[Spatial annotation records]
◆ ◆ ◆ ◆

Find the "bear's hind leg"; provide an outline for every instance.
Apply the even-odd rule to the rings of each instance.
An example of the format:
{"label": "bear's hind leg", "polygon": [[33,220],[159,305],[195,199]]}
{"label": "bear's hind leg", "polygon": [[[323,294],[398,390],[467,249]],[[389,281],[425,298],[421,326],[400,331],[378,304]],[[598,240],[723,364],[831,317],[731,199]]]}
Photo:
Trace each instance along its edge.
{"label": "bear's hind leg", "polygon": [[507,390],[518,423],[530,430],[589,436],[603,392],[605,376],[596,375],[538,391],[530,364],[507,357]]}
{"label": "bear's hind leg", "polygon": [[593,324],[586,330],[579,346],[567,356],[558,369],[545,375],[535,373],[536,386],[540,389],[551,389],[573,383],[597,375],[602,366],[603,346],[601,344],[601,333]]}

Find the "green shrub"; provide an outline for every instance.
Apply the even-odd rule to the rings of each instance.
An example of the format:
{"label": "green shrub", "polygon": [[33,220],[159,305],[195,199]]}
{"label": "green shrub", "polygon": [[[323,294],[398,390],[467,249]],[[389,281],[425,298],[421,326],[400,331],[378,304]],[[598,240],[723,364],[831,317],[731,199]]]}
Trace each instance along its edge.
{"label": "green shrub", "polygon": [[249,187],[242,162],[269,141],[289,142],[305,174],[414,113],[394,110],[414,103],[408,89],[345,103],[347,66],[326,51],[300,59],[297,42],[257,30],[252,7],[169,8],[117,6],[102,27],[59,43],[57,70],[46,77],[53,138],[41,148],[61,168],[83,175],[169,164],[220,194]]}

◆ ◆ ◆ ◆

> _Task directions_
Extract every line above that contains the string "bear". Match case exactly.

> _Answer to the task_
Find the "bear's hind leg"; provide an outline for every instance.
{"label": "bear's hind leg", "polygon": [[33,220],[159,305],[195,199]]}
{"label": "bear's hind leg", "polygon": [[[323,294],[398,390],[467,249]],[[389,281],[425,298],[421,326],[400,331],[378,304]],[[598,240],[723,364],[831,317],[731,199]]]}
{"label": "bear's hind leg", "polygon": [[507,390],[518,423],[530,430],[589,436],[603,392],[605,376],[596,375],[538,391],[530,364],[507,357]]}
{"label": "bear's hind leg", "polygon": [[593,324],[586,330],[579,346],[567,356],[558,369],[545,375],[535,373],[536,386],[540,389],[551,389],[573,383],[597,375],[602,366],[603,346],[601,344],[601,333]]}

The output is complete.